--- Extracted material Enclosed Below ---
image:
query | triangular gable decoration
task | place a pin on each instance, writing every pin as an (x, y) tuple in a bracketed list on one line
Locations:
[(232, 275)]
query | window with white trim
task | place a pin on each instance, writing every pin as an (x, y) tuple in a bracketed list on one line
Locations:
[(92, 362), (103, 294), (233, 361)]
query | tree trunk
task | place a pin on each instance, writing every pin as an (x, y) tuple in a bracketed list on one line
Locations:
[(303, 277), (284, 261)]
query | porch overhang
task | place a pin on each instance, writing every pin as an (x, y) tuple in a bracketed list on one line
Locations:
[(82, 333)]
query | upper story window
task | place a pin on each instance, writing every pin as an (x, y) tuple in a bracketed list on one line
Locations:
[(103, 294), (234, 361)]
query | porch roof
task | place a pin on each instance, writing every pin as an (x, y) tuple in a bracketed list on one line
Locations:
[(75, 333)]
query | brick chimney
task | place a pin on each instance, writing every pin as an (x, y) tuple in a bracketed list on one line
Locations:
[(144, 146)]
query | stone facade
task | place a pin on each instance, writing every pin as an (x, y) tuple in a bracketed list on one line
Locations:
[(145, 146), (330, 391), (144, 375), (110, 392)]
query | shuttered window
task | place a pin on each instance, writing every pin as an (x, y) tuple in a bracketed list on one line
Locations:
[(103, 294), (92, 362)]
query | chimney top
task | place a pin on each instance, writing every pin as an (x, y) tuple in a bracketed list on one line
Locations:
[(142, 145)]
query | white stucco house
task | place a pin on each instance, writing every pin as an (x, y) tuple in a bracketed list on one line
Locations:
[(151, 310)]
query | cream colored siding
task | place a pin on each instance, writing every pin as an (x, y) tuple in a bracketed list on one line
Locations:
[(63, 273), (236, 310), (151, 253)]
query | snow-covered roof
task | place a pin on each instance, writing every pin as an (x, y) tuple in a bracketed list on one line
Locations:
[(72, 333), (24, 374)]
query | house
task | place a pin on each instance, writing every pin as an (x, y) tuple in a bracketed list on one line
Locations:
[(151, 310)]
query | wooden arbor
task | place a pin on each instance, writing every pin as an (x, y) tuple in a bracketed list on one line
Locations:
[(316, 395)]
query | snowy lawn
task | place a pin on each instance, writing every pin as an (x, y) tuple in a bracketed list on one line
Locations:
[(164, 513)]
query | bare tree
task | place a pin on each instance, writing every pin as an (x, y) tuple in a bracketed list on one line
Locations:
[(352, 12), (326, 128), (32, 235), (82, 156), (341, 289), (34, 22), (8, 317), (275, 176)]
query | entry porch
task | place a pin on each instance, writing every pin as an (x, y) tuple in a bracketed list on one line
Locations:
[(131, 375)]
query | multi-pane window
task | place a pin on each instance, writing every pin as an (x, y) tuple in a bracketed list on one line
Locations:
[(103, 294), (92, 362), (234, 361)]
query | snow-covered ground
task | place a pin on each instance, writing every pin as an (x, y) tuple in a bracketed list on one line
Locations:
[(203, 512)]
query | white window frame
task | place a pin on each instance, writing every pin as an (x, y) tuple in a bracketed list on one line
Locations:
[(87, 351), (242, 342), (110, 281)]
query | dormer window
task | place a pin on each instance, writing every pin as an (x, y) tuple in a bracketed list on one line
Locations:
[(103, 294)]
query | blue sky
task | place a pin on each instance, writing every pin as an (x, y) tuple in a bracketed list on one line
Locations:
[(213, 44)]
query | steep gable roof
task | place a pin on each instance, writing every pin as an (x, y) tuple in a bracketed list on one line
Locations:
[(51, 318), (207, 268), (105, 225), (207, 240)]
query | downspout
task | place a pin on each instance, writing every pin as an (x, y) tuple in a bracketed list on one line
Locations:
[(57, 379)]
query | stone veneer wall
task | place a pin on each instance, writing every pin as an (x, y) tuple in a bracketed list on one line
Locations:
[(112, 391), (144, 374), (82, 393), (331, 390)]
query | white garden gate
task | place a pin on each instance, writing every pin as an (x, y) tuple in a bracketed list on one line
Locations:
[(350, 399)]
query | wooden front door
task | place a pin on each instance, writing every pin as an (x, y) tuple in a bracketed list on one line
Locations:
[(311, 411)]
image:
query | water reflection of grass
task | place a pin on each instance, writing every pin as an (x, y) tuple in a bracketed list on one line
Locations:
--- End of Enclosed Extracted material ---
Aim of the exercise: Examine the records and pull out every line where the string "white" occurs.

Result of this task:
query | window with white trim
query | white stucco house
query | white window frame
query | white garden gate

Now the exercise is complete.